> _Texte fourni_:
·····
« En fait, bien souvent, l’inspiration vient d’une résilience. On souffre dans sa vie donc on a besoin d’en parler par écrit pour prendre le monde à témoin. (…) On dit que les gens heureux n’ont pas d’histoire. Je le crois. Si on est complètement heureux satisfait de tout ce qu’on a déjà pourquoi se lancer dans l’aventure hasardeuse de l’écriture ? » Bernard Werber

Je n’ai pas lu Werber depuis sa trilogie Les fourmis, lecture avortée pendant l’adolescence. Mais en tapant Écrire sur Google, je suis tombée sur ses mots. Le mot ‘souffrance’ ne résonne pas en moi mais j’adhère totalement au propos de dire que si tout coule, roule, est sans embûche, l’inspiration ne vient pas. En général, quand on nage dans le bonheur, on se laisse flotter. On plane. On ne se soucie de rien. Encore moins de son prochain. On a plus tendance à vouloir crier son malheur à la face du monde que de s’étendre sur son bonheur.

Ce jour-là. Excitée. Comme une enfant. À la vue du fruit de mon travail enfin imprimé sur le papier. Je plonge mon nez dans ces pages. Comme des souvenirs d’enfance. Le papier glacé. Mes parents libraires. Elle me photographie avec mes premiers exemplaires entre les mains. Dédicacer n’est pas une chose aisée. Je refuse de tomber dans la caricature de ces phrases biaisées de remerciements impersonnels. Je m’applique à lui écrire un mot afin de la remercier de son soutien pendant tous ces mois où je me comportais comme une enfant gâtée.
·····
> _Données extraites_:
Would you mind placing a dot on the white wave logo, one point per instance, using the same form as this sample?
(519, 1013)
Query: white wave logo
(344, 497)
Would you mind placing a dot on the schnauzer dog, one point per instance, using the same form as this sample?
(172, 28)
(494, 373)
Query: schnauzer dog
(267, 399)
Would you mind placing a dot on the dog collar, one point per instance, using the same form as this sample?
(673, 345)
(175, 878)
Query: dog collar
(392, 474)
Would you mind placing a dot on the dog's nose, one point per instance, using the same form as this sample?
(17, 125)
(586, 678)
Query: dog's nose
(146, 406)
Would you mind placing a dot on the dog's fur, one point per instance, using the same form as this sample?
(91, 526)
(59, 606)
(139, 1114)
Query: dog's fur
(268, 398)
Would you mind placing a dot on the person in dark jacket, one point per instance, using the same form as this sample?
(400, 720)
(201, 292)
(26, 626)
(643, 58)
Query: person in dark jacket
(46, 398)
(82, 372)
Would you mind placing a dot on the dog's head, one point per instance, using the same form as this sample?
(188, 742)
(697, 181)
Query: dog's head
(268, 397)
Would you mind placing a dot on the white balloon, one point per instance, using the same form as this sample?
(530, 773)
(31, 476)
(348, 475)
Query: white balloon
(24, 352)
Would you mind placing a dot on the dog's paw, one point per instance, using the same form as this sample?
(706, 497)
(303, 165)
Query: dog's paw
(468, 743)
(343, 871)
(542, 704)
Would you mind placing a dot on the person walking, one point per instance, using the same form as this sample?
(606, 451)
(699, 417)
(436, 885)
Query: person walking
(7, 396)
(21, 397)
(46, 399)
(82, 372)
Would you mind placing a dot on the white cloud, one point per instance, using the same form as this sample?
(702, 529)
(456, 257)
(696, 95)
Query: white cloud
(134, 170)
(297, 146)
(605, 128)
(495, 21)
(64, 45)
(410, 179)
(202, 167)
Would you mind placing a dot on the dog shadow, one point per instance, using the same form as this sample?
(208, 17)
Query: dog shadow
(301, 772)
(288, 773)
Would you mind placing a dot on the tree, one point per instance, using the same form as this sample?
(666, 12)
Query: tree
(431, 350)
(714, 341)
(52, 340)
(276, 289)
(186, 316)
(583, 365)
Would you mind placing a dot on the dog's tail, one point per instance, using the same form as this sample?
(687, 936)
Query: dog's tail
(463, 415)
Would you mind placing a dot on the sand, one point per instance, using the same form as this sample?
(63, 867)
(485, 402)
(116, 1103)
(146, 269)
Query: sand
·····
> _Tâches à faire_:
1. Reproduisez fidèlement le passage du texte sur l'écriture qui va de « Ce jour-là. Excitée. » jusqu'à « une enfant gâtée. ».
2. D'après le texte sur l'écriture, quelle trilogie de Bernard Werber a été abandonnée en cours de lecture pendant l'adolescence ?

> _Résultats_:
1.
Ce jour-là. Excitée. Comme une enfant. À la vue du fruit de mon travail enfin imprimé sur le papier. Je plonge mon nez dans ces pages. Comme des souvenirs d’enfance. Le papier glacé. Mes parents libraires. Elle me photographie avec mes premiers exemplaires entre les mains. Dédicacer n’est pas une chose aisée. Je refuse de tomber dans la caricature de ces phrases biaisées de remerciements impersonnels. Je m’applique à lui écrire un mot afin de la remercier de son soutien pendant tous ces mois où je me comportais comme une enfant gâtée.

2. Les fourmis.